▶ Prompt:
Copy every entry word for word, but skip the pictures.

Start of Exercise inputs

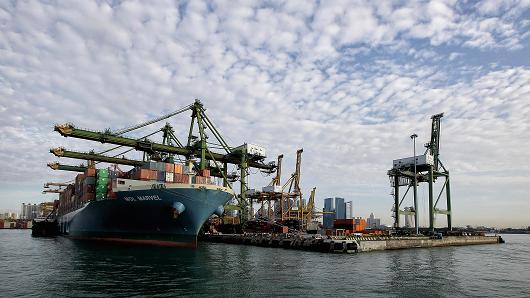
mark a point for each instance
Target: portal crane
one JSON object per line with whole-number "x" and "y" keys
{"x": 428, "y": 168}
{"x": 196, "y": 146}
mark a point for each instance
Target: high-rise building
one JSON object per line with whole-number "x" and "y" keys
{"x": 340, "y": 208}
{"x": 408, "y": 217}
{"x": 29, "y": 211}
{"x": 349, "y": 209}
{"x": 328, "y": 218}
{"x": 372, "y": 222}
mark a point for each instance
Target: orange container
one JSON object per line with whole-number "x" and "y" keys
{"x": 170, "y": 168}
{"x": 180, "y": 178}
{"x": 142, "y": 174}
{"x": 178, "y": 169}
{"x": 153, "y": 175}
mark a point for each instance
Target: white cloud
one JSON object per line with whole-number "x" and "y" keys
{"x": 328, "y": 77}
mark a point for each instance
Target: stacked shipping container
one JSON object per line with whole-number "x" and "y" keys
{"x": 97, "y": 185}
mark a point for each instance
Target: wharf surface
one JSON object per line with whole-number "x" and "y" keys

End of Exercise inputs

▶ Exercise output:
mark a point for each instance
Target: portal crane
one JSON object per line with whole-number "x" and "y" keys
{"x": 428, "y": 168}
{"x": 196, "y": 146}
mark a point for each instance
Target: high-rise building
one JSON object per line with whole-number "x" and "y" keys
{"x": 340, "y": 208}
{"x": 408, "y": 217}
{"x": 29, "y": 211}
{"x": 349, "y": 209}
{"x": 328, "y": 218}
{"x": 372, "y": 222}
mark a point for each instance
Target: orange container
one JSON object per line with whole-number "x" and "y" keys
{"x": 170, "y": 168}
{"x": 180, "y": 178}
{"x": 142, "y": 174}
{"x": 178, "y": 169}
{"x": 153, "y": 175}
mark a point for each instance
Target: white cloud
one JSON object per line with whole-number "x" and "y" keys
{"x": 328, "y": 77}
mark a point for each instance
Target: stacked shipping container
one JSON object per line with whole-number "x" and "y" keys
{"x": 97, "y": 185}
mark a point for each instance
Target: wharf surface
one JSON object per line with whole-number "x" and "y" keys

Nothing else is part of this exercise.